> [DATASET RECORDS]:

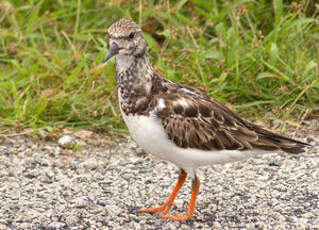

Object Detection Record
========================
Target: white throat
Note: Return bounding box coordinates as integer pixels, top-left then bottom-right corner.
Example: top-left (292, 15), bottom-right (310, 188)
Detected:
top-left (115, 54), bottom-right (134, 73)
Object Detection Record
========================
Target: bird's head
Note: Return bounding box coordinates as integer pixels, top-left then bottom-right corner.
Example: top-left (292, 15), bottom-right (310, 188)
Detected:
top-left (103, 18), bottom-right (147, 62)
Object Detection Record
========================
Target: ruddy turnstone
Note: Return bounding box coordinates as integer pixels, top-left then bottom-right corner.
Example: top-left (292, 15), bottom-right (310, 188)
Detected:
top-left (103, 19), bottom-right (308, 221)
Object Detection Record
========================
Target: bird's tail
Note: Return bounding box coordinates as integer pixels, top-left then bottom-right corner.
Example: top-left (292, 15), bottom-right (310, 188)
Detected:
top-left (255, 126), bottom-right (311, 154)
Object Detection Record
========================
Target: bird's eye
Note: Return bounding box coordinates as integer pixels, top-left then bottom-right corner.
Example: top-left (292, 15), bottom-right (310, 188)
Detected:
top-left (128, 32), bottom-right (135, 39)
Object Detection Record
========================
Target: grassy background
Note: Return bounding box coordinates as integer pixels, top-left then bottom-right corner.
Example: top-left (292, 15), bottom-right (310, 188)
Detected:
top-left (0, 0), bottom-right (319, 133)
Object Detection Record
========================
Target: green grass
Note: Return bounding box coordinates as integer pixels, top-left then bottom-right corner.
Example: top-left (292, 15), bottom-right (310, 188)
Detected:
top-left (0, 0), bottom-right (319, 133)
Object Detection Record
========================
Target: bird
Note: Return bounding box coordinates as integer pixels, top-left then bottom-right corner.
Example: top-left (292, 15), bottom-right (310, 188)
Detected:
top-left (103, 18), bottom-right (308, 221)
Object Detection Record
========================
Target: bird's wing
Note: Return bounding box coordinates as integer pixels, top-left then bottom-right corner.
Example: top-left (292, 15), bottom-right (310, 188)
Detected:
top-left (154, 85), bottom-right (306, 153)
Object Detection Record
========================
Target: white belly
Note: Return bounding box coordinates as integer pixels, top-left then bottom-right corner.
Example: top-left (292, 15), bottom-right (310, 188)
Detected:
top-left (122, 113), bottom-right (264, 177)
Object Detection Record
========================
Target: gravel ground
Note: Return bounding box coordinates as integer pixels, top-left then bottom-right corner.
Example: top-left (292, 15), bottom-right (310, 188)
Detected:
top-left (0, 131), bottom-right (319, 230)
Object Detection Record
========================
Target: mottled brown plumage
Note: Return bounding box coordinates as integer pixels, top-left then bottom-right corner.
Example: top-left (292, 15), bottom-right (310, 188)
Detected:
top-left (104, 19), bottom-right (307, 221)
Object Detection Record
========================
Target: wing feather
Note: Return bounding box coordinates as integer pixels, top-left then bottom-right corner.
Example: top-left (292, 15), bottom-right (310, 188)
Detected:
top-left (153, 84), bottom-right (307, 153)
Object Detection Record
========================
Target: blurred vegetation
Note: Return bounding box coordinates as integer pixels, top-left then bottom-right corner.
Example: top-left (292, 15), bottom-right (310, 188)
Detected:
top-left (0, 0), bottom-right (319, 133)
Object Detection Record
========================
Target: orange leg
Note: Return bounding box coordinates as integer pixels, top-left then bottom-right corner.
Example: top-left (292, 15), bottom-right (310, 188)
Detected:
top-left (138, 169), bottom-right (188, 218)
top-left (162, 176), bottom-right (200, 221)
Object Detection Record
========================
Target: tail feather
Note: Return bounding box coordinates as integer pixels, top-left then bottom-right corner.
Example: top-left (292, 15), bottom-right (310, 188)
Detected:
top-left (256, 125), bottom-right (311, 154)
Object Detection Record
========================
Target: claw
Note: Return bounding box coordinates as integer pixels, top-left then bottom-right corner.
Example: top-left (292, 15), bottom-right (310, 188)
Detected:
top-left (138, 202), bottom-right (176, 214)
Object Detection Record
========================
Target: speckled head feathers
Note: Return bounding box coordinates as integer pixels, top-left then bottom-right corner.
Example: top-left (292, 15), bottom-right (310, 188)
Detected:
top-left (108, 18), bottom-right (142, 38)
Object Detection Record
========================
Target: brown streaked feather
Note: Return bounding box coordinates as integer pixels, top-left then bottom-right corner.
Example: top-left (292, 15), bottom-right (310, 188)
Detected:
top-left (149, 76), bottom-right (308, 153)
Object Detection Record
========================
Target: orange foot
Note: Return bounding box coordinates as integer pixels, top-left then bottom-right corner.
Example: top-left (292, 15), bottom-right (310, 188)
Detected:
top-left (138, 202), bottom-right (176, 216)
top-left (161, 214), bottom-right (192, 221)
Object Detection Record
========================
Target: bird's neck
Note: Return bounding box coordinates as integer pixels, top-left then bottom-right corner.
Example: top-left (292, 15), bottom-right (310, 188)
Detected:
top-left (116, 53), bottom-right (154, 114)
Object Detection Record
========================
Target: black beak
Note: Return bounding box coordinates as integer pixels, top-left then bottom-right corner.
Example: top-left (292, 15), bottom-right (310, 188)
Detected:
top-left (103, 42), bottom-right (120, 63)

> [THE EXERCISE]: Pull out every line of the items above that contains the string "bird", matching case exactly. List only those lines.

> [FINAL RESULT]:
Target: bird's head
Target: bird's tail
Target: bird's eye
Target: bird
Target: bird's wing
Target: bird's neck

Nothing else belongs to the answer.